• Task details: All entries below are to be returned exactly, with pictures left out.

*** Opening Supplied records ***

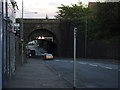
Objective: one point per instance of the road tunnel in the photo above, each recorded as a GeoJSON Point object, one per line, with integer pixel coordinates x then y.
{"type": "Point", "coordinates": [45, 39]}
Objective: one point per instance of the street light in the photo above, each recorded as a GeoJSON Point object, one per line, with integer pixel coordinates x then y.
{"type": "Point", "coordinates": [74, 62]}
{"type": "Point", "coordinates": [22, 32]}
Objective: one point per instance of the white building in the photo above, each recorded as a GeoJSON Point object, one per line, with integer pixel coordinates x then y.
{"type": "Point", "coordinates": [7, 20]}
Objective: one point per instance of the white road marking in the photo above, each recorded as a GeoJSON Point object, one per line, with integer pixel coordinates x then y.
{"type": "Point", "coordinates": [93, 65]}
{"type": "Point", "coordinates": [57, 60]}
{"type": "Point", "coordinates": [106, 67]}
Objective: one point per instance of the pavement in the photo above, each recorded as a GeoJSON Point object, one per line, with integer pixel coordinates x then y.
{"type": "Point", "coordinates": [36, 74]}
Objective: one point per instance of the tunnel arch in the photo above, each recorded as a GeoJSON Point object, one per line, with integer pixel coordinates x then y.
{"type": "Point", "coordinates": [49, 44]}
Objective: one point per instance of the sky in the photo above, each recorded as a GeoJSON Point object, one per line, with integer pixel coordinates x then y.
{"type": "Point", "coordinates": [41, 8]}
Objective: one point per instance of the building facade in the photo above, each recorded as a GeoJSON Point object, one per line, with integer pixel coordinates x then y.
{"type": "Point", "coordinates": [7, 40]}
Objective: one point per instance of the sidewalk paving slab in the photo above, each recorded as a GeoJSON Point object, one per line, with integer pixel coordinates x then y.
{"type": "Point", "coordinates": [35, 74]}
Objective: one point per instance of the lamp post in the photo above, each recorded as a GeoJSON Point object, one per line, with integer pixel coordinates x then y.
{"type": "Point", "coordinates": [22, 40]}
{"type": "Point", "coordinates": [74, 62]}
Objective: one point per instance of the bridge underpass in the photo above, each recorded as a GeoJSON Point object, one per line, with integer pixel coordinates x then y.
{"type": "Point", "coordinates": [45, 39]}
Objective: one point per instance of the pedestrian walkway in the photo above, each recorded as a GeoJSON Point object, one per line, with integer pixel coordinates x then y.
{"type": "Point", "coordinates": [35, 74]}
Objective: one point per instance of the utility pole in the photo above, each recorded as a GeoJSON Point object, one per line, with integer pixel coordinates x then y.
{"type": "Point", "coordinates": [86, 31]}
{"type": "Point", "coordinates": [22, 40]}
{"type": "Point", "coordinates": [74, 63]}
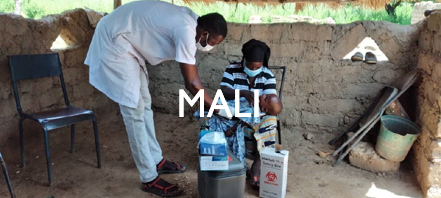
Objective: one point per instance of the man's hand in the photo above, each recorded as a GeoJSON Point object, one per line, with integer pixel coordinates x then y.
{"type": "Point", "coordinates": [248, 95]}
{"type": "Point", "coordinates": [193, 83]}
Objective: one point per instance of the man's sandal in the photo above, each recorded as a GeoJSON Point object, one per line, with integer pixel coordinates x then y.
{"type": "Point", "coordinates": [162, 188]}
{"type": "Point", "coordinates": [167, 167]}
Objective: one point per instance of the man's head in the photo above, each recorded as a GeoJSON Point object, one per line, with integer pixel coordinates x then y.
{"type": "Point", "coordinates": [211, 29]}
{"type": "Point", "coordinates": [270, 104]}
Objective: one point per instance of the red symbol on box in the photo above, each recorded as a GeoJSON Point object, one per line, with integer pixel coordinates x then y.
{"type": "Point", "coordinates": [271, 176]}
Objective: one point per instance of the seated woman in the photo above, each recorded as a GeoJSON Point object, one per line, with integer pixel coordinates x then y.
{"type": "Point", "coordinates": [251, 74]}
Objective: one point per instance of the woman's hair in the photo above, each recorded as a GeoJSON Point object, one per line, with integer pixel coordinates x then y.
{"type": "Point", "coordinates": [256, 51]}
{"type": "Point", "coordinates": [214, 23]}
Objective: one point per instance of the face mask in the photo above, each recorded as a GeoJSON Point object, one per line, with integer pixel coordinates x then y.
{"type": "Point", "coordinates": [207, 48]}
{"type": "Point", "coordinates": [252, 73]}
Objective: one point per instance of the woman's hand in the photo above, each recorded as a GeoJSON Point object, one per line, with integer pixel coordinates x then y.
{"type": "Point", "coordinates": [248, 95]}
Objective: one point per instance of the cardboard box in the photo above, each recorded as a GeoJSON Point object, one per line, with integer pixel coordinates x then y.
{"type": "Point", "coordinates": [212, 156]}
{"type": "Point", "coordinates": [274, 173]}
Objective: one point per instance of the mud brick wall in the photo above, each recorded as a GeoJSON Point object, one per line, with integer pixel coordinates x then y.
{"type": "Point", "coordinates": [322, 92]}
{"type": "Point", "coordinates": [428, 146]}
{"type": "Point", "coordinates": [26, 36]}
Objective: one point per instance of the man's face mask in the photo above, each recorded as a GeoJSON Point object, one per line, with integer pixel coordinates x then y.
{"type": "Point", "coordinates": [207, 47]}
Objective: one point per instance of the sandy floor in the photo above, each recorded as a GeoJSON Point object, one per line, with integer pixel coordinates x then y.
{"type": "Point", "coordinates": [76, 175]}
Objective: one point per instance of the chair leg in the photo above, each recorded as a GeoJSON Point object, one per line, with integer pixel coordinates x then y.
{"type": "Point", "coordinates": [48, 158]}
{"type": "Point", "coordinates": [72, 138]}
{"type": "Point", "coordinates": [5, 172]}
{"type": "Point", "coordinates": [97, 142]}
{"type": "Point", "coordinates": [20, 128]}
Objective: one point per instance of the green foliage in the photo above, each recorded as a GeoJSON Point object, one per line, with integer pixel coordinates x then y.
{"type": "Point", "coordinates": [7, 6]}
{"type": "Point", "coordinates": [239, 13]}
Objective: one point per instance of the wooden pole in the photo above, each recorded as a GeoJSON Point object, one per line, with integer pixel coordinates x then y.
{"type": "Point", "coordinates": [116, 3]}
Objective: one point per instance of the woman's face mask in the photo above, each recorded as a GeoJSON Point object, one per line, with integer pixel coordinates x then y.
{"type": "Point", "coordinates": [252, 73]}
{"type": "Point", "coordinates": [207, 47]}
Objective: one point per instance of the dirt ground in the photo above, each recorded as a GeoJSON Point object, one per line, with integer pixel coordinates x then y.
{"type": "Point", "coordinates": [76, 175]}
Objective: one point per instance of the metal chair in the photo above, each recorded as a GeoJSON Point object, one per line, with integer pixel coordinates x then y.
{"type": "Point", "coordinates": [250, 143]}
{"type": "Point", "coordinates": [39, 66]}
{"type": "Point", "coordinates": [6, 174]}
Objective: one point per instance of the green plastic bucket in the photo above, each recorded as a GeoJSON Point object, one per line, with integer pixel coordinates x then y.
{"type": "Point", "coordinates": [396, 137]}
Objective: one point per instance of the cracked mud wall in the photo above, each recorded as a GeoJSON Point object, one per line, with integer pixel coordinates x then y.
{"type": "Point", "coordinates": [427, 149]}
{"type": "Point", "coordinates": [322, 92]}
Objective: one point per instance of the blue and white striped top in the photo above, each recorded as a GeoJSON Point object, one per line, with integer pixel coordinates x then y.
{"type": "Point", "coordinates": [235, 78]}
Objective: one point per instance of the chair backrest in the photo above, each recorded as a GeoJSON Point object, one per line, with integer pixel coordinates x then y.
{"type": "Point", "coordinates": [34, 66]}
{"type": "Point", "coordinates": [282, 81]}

*** Closing Supplied records ***

• Solved problem:
Objective: one point per instance of the road tunnel in the photo above, each recorded as a GeoJSON Point object, one per line, with integer pixel coordinates x then y.
{"type": "Point", "coordinates": [45, 39]}
Objective: one point per instance of the street light in the photo above, each recorded as a GeoJSON Point object, one per line, with integer pixel coordinates x then y.
{"type": "Point", "coordinates": [74, 62]}
{"type": "Point", "coordinates": [22, 32]}
Objective: one point per instance of the white building in the photo above, each recorded as a GeoJSON Point object, one per line, with integer pixel coordinates x then y.
{"type": "Point", "coordinates": [7, 20]}
Objective: one point per instance of the white road marking in the photo above, each recorded as a GeoJSON Point object, one per line, with integer pixel coordinates x then y.
{"type": "Point", "coordinates": [93, 65]}
{"type": "Point", "coordinates": [57, 60]}
{"type": "Point", "coordinates": [106, 67]}
Objective: one point per instance of the pavement in the photo above, each recorded as a GeoJSON Point object, one per line, with integer pixel coordinates x then y.
{"type": "Point", "coordinates": [36, 74]}
Objective: one point per instance of the tunnel arch in the photo above, each recorded as a GeoJSON Point object, one per line, with integer pixel coordinates x then y.
{"type": "Point", "coordinates": [49, 44]}
Objective: one point per instance of the sky in the photo above, each recorded as a GeoJSON Point object, one per line, with integer pixel coordinates x then y.
{"type": "Point", "coordinates": [41, 8]}
Objective: one point per instance of the building facade in the photo above, each recorded as a GeoJSON Point object, one per line, with integer pixel coordinates x then y.
{"type": "Point", "coordinates": [7, 40]}
Objective: one point per instance of the sidewalk paving slab in the photo above, each recorded as a GeoJSON Point object, one per line, with integer pixel coordinates x then y.
{"type": "Point", "coordinates": [35, 74]}
Objective: one point per instance of the lamp post in the photo above, each recorded as a GeoJSON Point object, one per line, with integer pixel coordinates x then y.
{"type": "Point", "coordinates": [22, 40]}
{"type": "Point", "coordinates": [74, 62]}
Objective: one point per instance of the bridge underpass in the photo above, each recorded as a GeoJSON Point object, one per line, with integer pixel coordinates x then y.
{"type": "Point", "coordinates": [45, 39]}
Objective: one point per instance of the pedestrian walkway in the photo above, each recorded as a GeoJSON Point object, one per line, with integer pixel coordinates x then y.
{"type": "Point", "coordinates": [35, 74]}
Objective: one point per instance of the utility pole in the photo above, each recorded as a GeoJSON Point object, one per line, with integer pixel coordinates x then y.
{"type": "Point", "coordinates": [86, 31]}
{"type": "Point", "coordinates": [22, 40]}
{"type": "Point", "coordinates": [74, 63]}
Objective: one point per instance of the man's hand in the photo above, each recorded as a GeoJSON Point object, one per line, with integer pixel coordinates x then y.
{"type": "Point", "coordinates": [248, 95]}
{"type": "Point", "coordinates": [193, 83]}
Objective: one point per instance of the man's sandal in the photo above, each recorded as a GeoJSON Point object, one per line, with integer pixel coordinates x then y.
{"type": "Point", "coordinates": [162, 188]}
{"type": "Point", "coordinates": [167, 167]}
Objective: one point per instance of the man's head in the photo above, each recorded as a GeoJSON Point object, one per line, with integer pixel coordinates x then y.
{"type": "Point", "coordinates": [211, 29]}
{"type": "Point", "coordinates": [270, 104]}
Objective: one point per instance of the red symbol on box in the photo above, each recorded as a GeoJSON Point object, one per line, with integer pixel coordinates x then y.
{"type": "Point", "coordinates": [271, 176]}
Objective: one point per instance of the seated woman in the photo above, each recorded as a GeoJSON Point object, one per line, with integer pixel coordinates x then y.
{"type": "Point", "coordinates": [251, 74]}
Objective: one point per instance of the woman's hair in the photo above, each recorded as a GeoJSON Point object, one per line, with integer pixel coordinates x then y.
{"type": "Point", "coordinates": [256, 51]}
{"type": "Point", "coordinates": [214, 23]}
Objective: one point per instance of the face mask in the photo above, each recorded as a GeoJSON Point object, one per line, with integer pixel coordinates x then y.
{"type": "Point", "coordinates": [207, 48]}
{"type": "Point", "coordinates": [252, 73]}
Objective: one point per instance of the woman's hand in the photo above, each recorded as a GeoJSON Point object, one per line, with integer pixel coordinates x then y.
{"type": "Point", "coordinates": [248, 95]}
Objective: one point per instance of the cardboard box in the photo above, each recorded as a GeoJSON Point object, one per line, with integer pixel coordinates x then y.
{"type": "Point", "coordinates": [212, 156]}
{"type": "Point", "coordinates": [274, 173]}
Objective: one point per instance of the mud brick wall in the photo above, each recorded as a GeoJSON Point object, one per line, with integer pixel coordinates x then y.
{"type": "Point", "coordinates": [322, 92]}
{"type": "Point", "coordinates": [428, 146]}
{"type": "Point", "coordinates": [26, 36]}
Objective: one point per instance of the man's face mask in the photo above, each recorded as a GeoJSON Point object, one per line, with integer pixel coordinates x then y.
{"type": "Point", "coordinates": [207, 47]}
Objective: one point per instance of the sandy floor in the photo above, each recorded as a GeoJSON Point object, one per line, with integer pixel coordinates x then y.
{"type": "Point", "coordinates": [76, 175]}
Objective: one point per instance of the chair leg in the photo above, each recorded as a GeoJSON Point object, one per line, with integer pixel coordinates x then y.
{"type": "Point", "coordinates": [48, 158]}
{"type": "Point", "coordinates": [72, 138]}
{"type": "Point", "coordinates": [5, 172]}
{"type": "Point", "coordinates": [97, 142]}
{"type": "Point", "coordinates": [20, 128]}
Objective: one point per instance of the green foliage in the photo above, each recorded as a GeoJSON Point object, one per line, with integer pixel coordinates x then y.
{"type": "Point", "coordinates": [7, 6]}
{"type": "Point", "coordinates": [239, 13]}
Objective: one point per instance of the wooden pole in the photo above, each recorded as a GeoJSON Point object, one per line, with integer pixel coordinates x then y.
{"type": "Point", "coordinates": [116, 3]}
Objective: one point per instance of the woman's face mask in the photo above, each recorded as a GeoJSON Point object, one per line, with integer pixel coordinates x then y.
{"type": "Point", "coordinates": [252, 73]}
{"type": "Point", "coordinates": [207, 47]}
Objective: one point per instance of the dirt ground in the photo above, each recorded as a GeoJSON Point object, one per line, with integer pixel coordinates x then y.
{"type": "Point", "coordinates": [76, 175]}
Objective: one point per instance of the metal chair in the photo above, each recorded as a GeoJSON Point object, one per line, with integer pixel coordinates x then y.
{"type": "Point", "coordinates": [250, 143]}
{"type": "Point", "coordinates": [39, 66]}
{"type": "Point", "coordinates": [6, 174]}
Objective: one point per instance of the green plastic bucket in the photo above, each recorded as a GeoJSON Point object, one per line, with integer pixel coordinates x then y.
{"type": "Point", "coordinates": [396, 137]}
Objective: one point per instance of the cracked mud wall in the photo above, each recorded as a GeoJSON Point object, one per line, with integer pixel coordinates x then y.
{"type": "Point", "coordinates": [427, 149]}
{"type": "Point", "coordinates": [322, 92]}
Objective: one point per instance of the blue and white striped top in the photo above, each recorded as a GeoJSON Point object, one per line, with integer pixel coordinates x then y.
{"type": "Point", "coordinates": [235, 78]}
Objective: one point per instance of the chair backrest in the photo above, each recorded as a GeoJSON Point object, one per line, with integer pixel coordinates x then y.
{"type": "Point", "coordinates": [34, 66]}
{"type": "Point", "coordinates": [282, 81]}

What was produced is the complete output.